→ Your assignment
Work out how many lines in the material below hold "blurred", then give only that number.

------------------------------

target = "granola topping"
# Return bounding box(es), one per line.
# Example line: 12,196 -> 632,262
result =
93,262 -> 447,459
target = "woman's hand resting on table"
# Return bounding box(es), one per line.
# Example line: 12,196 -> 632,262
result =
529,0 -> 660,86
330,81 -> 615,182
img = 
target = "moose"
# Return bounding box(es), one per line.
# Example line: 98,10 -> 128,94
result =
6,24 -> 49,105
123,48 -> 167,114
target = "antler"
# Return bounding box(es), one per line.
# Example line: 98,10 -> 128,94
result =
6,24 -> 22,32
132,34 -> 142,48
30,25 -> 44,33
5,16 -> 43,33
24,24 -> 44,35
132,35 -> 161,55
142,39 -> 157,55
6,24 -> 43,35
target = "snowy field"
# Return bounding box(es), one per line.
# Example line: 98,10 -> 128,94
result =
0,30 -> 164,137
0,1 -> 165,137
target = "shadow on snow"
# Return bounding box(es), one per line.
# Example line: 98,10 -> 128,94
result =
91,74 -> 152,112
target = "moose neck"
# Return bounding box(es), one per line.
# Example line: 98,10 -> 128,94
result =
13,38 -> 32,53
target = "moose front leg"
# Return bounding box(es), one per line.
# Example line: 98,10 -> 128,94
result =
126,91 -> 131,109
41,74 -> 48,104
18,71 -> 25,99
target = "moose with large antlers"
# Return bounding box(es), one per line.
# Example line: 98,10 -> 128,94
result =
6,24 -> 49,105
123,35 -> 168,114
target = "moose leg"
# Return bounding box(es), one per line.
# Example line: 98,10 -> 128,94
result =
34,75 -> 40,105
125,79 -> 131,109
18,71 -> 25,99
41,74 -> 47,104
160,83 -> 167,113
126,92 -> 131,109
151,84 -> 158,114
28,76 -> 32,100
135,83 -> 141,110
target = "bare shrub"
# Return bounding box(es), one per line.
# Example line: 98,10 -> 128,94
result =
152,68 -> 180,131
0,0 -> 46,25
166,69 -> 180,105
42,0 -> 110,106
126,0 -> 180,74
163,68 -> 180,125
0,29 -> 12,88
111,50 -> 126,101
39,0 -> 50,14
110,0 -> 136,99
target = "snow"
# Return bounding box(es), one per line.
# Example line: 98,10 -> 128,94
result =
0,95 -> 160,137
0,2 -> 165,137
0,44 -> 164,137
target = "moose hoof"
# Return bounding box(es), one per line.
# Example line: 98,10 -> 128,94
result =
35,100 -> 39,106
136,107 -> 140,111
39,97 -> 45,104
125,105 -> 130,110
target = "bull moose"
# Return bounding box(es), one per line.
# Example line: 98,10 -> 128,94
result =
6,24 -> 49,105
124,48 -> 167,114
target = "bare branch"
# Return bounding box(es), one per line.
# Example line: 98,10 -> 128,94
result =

------------------------------

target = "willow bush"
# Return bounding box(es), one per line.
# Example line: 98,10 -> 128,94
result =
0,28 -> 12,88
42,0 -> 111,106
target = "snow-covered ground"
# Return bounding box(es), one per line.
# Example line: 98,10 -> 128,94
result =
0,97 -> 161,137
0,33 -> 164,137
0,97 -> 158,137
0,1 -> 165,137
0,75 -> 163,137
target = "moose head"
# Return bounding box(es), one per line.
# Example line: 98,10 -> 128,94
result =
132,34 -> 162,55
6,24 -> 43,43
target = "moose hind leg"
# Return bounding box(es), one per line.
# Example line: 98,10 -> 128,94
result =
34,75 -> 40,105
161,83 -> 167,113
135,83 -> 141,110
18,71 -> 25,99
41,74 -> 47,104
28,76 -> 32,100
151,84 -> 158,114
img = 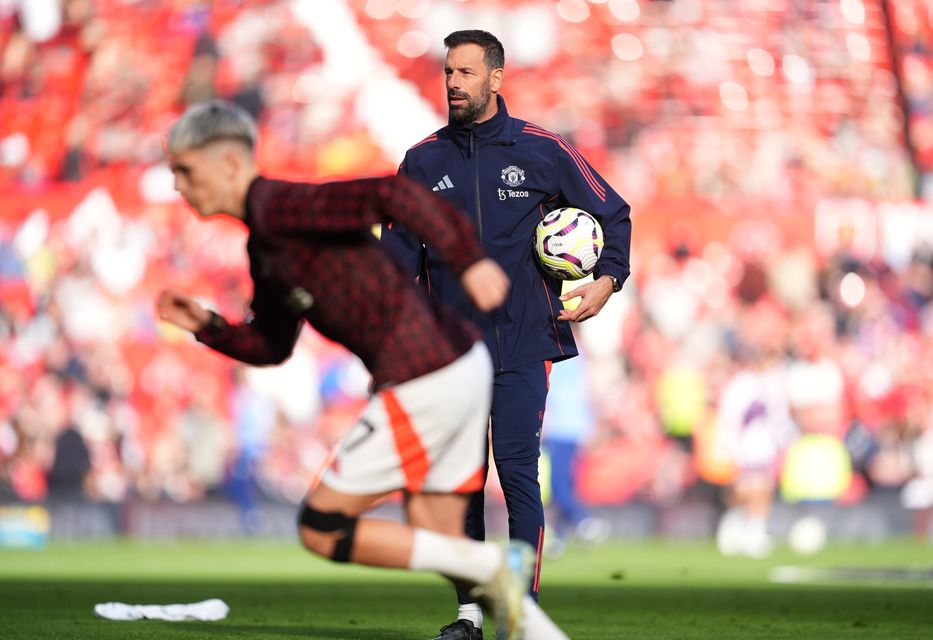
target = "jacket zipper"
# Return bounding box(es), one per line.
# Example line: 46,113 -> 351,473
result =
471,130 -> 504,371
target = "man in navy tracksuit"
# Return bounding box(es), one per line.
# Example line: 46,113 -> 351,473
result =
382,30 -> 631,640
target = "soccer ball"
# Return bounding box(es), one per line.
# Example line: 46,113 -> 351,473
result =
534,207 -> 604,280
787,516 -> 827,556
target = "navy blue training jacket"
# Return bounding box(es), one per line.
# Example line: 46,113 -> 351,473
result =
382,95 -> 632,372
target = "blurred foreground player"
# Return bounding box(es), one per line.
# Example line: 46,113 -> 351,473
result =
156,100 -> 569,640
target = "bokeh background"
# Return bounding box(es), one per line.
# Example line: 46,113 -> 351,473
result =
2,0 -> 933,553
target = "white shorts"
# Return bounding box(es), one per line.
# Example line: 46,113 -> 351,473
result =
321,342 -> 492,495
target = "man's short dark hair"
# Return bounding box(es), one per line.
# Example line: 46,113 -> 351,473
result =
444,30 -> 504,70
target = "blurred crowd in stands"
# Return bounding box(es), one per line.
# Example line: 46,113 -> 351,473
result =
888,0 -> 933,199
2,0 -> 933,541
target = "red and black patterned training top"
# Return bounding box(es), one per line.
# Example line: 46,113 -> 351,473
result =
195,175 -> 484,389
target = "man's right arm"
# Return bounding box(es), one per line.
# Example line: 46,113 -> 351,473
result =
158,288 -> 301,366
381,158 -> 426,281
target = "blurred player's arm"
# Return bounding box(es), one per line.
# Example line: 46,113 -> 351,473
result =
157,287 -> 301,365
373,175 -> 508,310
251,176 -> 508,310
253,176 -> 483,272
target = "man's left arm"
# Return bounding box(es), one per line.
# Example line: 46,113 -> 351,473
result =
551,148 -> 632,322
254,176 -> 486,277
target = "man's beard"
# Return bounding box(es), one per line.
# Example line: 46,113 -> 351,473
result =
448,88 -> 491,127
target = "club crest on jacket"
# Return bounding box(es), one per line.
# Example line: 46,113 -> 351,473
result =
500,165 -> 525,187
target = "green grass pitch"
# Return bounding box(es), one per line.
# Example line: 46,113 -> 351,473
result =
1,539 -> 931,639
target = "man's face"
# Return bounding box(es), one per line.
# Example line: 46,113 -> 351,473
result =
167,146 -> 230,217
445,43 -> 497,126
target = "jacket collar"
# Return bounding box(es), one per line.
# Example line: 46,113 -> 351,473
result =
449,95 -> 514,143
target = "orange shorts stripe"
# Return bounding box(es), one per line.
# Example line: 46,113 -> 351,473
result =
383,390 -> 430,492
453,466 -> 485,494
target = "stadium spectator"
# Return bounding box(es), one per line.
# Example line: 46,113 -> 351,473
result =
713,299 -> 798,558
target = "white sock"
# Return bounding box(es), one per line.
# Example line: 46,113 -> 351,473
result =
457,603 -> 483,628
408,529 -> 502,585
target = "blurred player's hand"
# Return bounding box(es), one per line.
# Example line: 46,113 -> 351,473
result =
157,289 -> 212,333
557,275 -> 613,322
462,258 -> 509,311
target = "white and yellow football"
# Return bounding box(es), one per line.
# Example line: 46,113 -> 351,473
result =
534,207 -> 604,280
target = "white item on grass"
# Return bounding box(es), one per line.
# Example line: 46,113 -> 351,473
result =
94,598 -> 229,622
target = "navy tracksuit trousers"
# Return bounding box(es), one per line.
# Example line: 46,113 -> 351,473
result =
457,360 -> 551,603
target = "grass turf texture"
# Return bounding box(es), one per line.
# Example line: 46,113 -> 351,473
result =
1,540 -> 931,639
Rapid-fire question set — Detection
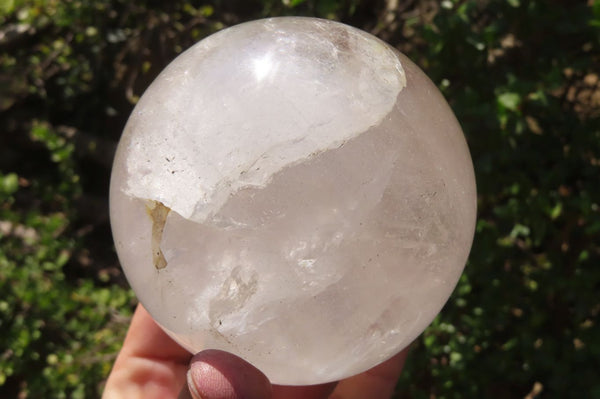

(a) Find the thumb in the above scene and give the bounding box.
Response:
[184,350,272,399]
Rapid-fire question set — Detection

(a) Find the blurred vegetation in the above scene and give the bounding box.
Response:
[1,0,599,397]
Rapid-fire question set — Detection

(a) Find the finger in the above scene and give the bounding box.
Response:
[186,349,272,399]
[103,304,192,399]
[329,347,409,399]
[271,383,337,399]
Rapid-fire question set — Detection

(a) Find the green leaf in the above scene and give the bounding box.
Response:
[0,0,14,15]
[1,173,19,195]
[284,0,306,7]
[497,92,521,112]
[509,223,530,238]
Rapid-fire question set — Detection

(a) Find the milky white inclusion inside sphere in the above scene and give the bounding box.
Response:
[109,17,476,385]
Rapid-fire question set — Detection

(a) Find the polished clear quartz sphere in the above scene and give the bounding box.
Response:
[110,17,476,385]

------------------------------

→ Written answer
5